>> start Given records
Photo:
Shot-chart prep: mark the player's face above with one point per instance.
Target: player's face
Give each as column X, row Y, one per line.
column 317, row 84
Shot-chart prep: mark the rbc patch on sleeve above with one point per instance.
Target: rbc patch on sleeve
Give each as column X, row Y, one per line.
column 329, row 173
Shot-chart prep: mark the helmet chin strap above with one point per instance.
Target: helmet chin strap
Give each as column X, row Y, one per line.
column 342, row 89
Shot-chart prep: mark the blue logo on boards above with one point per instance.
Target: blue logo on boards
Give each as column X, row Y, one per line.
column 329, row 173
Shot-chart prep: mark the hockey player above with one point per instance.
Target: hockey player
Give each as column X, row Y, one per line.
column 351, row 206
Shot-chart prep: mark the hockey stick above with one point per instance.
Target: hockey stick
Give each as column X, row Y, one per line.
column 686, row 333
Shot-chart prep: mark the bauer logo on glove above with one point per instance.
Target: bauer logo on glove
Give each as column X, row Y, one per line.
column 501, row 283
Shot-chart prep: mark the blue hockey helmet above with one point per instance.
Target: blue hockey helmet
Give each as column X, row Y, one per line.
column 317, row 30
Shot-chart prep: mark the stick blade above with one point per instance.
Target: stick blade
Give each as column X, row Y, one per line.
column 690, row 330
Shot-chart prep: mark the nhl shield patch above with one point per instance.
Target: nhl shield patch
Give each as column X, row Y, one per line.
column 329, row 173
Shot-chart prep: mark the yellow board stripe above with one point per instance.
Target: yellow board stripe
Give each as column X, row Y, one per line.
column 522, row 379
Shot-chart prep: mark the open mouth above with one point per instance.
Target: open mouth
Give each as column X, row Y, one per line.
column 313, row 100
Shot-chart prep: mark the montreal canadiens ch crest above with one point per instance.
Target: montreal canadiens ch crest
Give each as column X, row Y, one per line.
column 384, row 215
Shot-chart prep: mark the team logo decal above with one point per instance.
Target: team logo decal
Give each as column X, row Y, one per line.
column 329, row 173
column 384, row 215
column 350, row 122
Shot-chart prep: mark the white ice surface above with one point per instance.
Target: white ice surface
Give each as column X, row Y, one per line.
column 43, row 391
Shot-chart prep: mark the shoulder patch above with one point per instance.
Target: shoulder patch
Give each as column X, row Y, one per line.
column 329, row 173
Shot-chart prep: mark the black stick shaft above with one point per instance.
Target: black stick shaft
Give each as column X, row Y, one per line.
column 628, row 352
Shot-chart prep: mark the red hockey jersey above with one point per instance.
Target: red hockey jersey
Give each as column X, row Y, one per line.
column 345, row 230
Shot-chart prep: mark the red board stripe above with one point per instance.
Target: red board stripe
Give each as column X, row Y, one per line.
>> end Given records
• [Given exercise] Reproduce all of the material above word for word, keeping every line in its original order.

• [Written solution]
Photo:
Shot-chart prep: mark the player's face above with one point per instance.
Target: player's face
Give each as column X, row Y, one per line.
column 317, row 84
Shot-chart prep: mark the rbc patch on sleeve above with one point per instance.
Target: rbc patch on sleeve
Give each as column X, row Y, one per line.
column 329, row 173
Shot-chart prep: mark the helmet chin strap above with one point per instance.
Target: helmet chin strap
Give each as column X, row Y, one per line.
column 342, row 89
Shot-chart prep: mark the blue logo on boards above with one point per instance.
Target: blue logo on boards
Give each as column X, row Y, one per line.
column 329, row 173
Shot-chart prep: mark the hockey player above with one point per instance.
Target: hockey player
Give each as column X, row Y, one per line.
column 351, row 206
Shot-chart prep: mark the hockey stick above with one point per instance.
Target: hockey stick
Give each as column X, row Y, one per line.
column 686, row 333
Shot-chart prep: mark the bauer logo on glove above with one point per instance.
Target: bauer logo on glove
Give each as column X, row Y, one per line.
column 501, row 283
Shot-chart prep: mark the blue hockey helmet above with one point per instance.
Target: blue hockey helmet
Give each as column X, row Y, one per line.
column 317, row 30
Shot-chart prep: mark the stick blade above with one point per instance.
Target: stick blade
Give each as column X, row Y, one per line.
column 690, row 330
Shot-chart prep: mark the nhl shield patch above with one point per instance.
Target: nhl shield patch
Give each as column X, row Y, one per line.
column 329, row 173
Shot-chart prep: mark the yellow board stripe above with one point per instance.
Target: yellow board stripe
Give each as column X, row Y, one per line.
column 522, row 379
Shot-chart prep: mark the open mouth above with one point per instance.
Target: open mouth
Give each as column X, row Y, one per line.
column 313, row 100
Shot-chart prep: mark the montreal canadiens ch crest above with one point per instance.
Target: montreal canadiens ch crest
Give each as column X, row Y, one per line.
column 384, row 215
Shot-chart prep: mark the team logo decal above with one point per instance.
Target: team logo decal
Give each as column X, row Y, one per line.
column 329, row 173
column 384, row 215
column 350, row 122
Shot-chart prep: mark the white ice surface above with one point per instance.
Target: white ice surface
Give each as column X, row Y, one per line.
column 43, row 391
Shot-chart prep: mark the shoulder patch above with one point per instance.
Target: shoulder patch
Give each as column X, row Y, one per line.
column 329, row 173
Shot-chart prep: mark the black stick shaft above with one point per instance.
Target: black stick shaft
Give each as column X, row Y, one per line.
column 628, row 352
Shot-chart prep: mark the red hockey jersey above with one point per instance.
Target: red hockey jersey
Give each as column X, row Y, one per line.
column 345, row 230
Shot-chart prep: mark the red board stripe above with one point per instance.
Target: red board stripe
Give each as column X, row Y, one per line.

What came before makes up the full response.